Assignment
This exercise calls for every record to be set down exactly.

Source records
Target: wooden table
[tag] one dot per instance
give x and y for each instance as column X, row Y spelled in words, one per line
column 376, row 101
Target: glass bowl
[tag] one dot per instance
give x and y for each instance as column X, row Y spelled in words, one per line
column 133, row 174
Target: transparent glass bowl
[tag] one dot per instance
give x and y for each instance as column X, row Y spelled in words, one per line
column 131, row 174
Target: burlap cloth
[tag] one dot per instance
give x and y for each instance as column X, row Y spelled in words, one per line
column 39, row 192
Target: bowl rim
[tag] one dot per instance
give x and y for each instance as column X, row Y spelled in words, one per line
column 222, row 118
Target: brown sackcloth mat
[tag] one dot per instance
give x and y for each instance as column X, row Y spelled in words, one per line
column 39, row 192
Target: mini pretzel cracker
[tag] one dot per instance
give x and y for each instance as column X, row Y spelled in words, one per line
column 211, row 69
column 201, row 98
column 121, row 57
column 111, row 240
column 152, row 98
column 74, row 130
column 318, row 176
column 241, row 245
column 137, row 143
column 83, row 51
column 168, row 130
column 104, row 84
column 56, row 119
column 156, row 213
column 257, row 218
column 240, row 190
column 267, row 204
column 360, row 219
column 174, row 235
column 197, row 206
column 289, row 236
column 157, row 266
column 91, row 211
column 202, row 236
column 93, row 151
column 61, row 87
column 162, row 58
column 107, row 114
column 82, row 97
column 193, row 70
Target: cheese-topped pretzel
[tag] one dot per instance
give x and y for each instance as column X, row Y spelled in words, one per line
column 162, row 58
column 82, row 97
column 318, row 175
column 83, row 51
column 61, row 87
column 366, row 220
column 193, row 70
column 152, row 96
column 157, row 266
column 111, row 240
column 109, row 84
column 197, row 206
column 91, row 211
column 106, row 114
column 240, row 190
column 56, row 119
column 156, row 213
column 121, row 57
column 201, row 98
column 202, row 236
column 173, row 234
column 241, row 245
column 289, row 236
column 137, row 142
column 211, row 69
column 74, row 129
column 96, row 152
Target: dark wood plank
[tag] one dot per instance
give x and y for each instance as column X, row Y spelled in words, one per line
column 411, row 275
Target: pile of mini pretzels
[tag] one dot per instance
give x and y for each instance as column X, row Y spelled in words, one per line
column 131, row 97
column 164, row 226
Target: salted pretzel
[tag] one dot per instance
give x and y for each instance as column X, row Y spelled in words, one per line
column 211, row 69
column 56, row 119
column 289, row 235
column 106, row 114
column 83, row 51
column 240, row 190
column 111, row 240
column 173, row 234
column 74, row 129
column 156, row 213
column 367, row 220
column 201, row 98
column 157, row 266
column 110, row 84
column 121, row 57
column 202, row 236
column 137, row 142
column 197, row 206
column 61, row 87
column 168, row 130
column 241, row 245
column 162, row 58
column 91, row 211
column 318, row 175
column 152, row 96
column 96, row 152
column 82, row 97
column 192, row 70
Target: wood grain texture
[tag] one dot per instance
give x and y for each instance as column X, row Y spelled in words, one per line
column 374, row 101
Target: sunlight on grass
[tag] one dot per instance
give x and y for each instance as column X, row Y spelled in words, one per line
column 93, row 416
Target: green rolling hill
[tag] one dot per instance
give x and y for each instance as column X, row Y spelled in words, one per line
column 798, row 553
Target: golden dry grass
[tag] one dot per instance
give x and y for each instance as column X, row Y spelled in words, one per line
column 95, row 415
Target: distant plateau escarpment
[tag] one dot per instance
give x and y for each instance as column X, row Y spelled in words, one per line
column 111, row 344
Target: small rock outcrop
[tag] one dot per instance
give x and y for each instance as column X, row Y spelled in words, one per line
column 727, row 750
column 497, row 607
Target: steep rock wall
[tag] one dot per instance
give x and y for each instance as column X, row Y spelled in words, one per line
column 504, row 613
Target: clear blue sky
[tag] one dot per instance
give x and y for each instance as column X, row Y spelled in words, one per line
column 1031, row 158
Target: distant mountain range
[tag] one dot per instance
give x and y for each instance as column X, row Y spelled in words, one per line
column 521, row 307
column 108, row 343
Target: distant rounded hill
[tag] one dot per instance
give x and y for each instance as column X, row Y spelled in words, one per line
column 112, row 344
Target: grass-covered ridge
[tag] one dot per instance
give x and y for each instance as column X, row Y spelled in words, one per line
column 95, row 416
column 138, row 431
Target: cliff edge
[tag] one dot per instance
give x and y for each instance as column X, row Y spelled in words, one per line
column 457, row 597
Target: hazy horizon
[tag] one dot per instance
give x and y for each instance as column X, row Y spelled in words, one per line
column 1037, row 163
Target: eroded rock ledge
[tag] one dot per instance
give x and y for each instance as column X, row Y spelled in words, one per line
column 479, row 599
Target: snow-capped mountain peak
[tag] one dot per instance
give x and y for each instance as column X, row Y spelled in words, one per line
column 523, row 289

Solution below
Target: wooden table
[tag] one dot per instance
give x and y for each instance as column X, row Y spelled in words, one per line
column 376, row 101
Target: glass bowl
[tag] one dot per instance
give x and y for each instance as column X, row Y spelled in words, one per line
column 133, row 174
Target: transparent glass bowl
[tag] one dot per instance
give x and y for each instance as column X, row Y spelled in words, one per line
column 131, row 174
Target: burlap cloth
[tag] one dot per instance
give x and y for each instance as column X, row Y spelled in words, one per line
column 39, row 192
Target: bowl rim
[tag] one dot per instance
give x and y for each instance as column X, row Y spelled in words, one per line
column 222, row 118
Target: brown sackcloth mat
[tag] one dot per instance
give x and y for each instance as column X, row Y spelled in words, one per line
column 39, row 192
Target: mini pretzel cracker
[tag] one dot per instance
give x and y for each instance as column X, row Y spelled in words, one per line
column 211, row 69
column 201, row 98
column 121, row 57
column 111, row 240
column 152, row 98
column 74, row 130
column 318, row 176
column 241, row 245
column 137, row 143
column 83, row 51
column 168, row 130
column 104, row 84
column 56, row 119
column 156, row 213
column 257, row 218
column 240, row 190
column 267, row 204
column 360, row 219
column 174, row 235
column 197, row 206
column 289, row 236
column 157, row 266
column 91, row 211
column 202, row 236
column 93, row 151
column 61, row 87
column 162, row 58
column 107, row 114
column 82, row 97
column 193, row 70
Target: cheese-topped pretzel
[tag] one dot per instance
give x and y for each instance as column X, row Y spelled in words, one per line
column 162, row 58
column 82, row 97
column 318, row 175
column 83, row 51
column 61, row 87
column 366, row 220
column 193, row 70
column 152, row 96
column 157, row 266
column 111, row 240
column 109, row 84
column 197, row 206
column 91, row 211
column 106, row 114
column 240, row 190
column 56, row 119
column 156, row 213
column 121, row 57
column 201, row 98
column 202, row 236
column 173, row 234
column 241, row 245
column 289, row 236
column 137, row 142
column 211, row 69
column 74, row 129
column 96, row 152
Target: dark wood plank
[tag] one dot per instance
give x and y for each instance as column X, row Y spelled in words, one per line
column 411, row 275
Target: pile of mini pretzels
[tag] one dot per instance
give x and y for each instance as column X, row Y spelled in words, one per line
column 131, row 97
column 164, row 226
Target: salted pretzel
[tag] one dot per instance
give x and y for each instance as column X, row Y spelled in words, one per line
column 211, row 69
column 56, row 119
column 289, row 235
column 106, row 114
column 83, row 51
column 240, row 190
column 111, row 240
column 173, row 234
column 74, row 129
column 156, row 213
column 367, row 220
column 201, row 98
column 157, row 266
column 110, row 84
column 121, row 57
column 202, row 236
column 137, row 142
column 197, row 206
column 61, row 87
column 168, row 130
column 241, row 245
column 162, row 58
column 91, row 211
column 318, row 175
column 152, row 96
column 96, row 152
column 82, row 97
column 192, row 70
Target: wood grain texture
[tag] one dot per instance
give x and y for each instance as column X, row Y spelled in words, one per line
column 374, row 101
Target: sunlight on grass
[tag] one dot per instance
give x and y for each instance as column X, row Y spelled in words, one per line
column 93, row 416
Target: green rolling hill
[tag] one dot per instance
give x and y for each instance as column X, row Y spelled in words, one per line
column 798, row 553
Target: golden dry grass
[tag] one dot per instance
give x and y for each instance as column X, row Y spelled in words, one per line
column 95, row 415
Target: distant plateau escarpment
[tag] one dot per instance
give x and y for each instance as column X, row Y spelled in words, one per line
column 111, row 344
Target: small rock outcrop
[tag] one dot per instance
give x and y for each instance as column X, row Y spelled in words, one per line
column 727, row 750
column 497, row 607
Target: steep rock wall
[tag] one dot per instance
give x and y for each instance as column X, row Y spelled in words, one per line
column 504, row 613
Target: clear blue sky
[tag] one dot per instance
give x and y for each instance as column X, row Y spelled in words, one per line
column 1031, row 158
Target: distant mountain range
[tag] one dot per instance
give x and y for each instance as column X, row Y spelled in words, one per line
column 521, row 307
column 108, row 343
Target: distant rounded hill
[tag] one dot per instance
give x and y for each instance as column X, row Y spelled in words, one per line
column 112, row 344
Target: grass-covered ridge
[tag] one dot per instance
give x and y for each instance as column X, row Y spelled in words, one per line
column 95, row 416
column 138, row 431
Target: cliff edge
[tag] one dot per instance
give x and y for each instance as column X, row Y spelled in words, one per line
column 457, row 597
Target: hazy horizon
[tag] one dot per instance
give x and y for each instance as column X, row Y spelled in words, one per line
column 1037, row 163
Target: eroded rock ledge
[tag] one dot per instance
give x and y for each instance as column X, row Y spelled in words, one per line
column 479, row 599
Target: snow-capped mountain peak
[tag] one dot per instance
give x and y for each instance as column X, row Y spelled in words, one per line
column 523, row 289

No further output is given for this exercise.